Task goal
Locate each line in the data below that contains the string "desk" and copy those lines out. Treat uppercase and lowercase letters as different.

Given information

-- start --

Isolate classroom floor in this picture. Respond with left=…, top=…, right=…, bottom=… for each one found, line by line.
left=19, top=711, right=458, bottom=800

-- end --
-- start --

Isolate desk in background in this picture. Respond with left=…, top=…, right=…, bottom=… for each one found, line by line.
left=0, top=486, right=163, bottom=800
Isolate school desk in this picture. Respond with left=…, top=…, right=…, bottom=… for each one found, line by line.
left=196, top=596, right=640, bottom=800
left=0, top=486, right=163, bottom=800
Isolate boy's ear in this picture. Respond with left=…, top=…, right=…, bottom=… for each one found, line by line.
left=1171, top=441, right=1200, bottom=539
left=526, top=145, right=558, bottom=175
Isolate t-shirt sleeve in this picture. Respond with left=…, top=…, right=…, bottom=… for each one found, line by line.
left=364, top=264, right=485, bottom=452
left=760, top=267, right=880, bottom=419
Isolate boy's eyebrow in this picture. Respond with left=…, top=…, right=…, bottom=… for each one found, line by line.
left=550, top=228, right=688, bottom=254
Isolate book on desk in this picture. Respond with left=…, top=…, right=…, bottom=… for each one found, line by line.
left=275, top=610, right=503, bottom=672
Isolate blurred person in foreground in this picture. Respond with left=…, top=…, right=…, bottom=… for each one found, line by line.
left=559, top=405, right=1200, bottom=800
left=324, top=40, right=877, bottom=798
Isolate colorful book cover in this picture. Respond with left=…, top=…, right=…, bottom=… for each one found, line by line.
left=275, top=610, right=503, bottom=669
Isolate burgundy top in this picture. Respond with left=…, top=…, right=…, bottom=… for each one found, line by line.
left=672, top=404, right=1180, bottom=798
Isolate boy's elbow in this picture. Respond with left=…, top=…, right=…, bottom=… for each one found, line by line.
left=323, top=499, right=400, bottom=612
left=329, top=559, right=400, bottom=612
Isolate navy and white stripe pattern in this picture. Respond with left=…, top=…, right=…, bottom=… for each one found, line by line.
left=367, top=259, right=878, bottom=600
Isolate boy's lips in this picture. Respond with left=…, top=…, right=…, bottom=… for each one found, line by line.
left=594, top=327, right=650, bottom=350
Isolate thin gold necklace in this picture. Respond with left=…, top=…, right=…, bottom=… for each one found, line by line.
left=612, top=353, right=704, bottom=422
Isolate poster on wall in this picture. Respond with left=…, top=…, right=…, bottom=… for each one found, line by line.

-- end --

Final result
Isolate desk in background in this picture. Respond with left=…, top=…, right=…, bottom=… for each one found, line by line.
Isolate school desk in this picture. Respond with left=…, top=…, right=…, bottom=… for each one found, line by line.
Isolate book on desk in this picture. Respond with left=…, top=…, right=…, bottom=… for each one found, line by line.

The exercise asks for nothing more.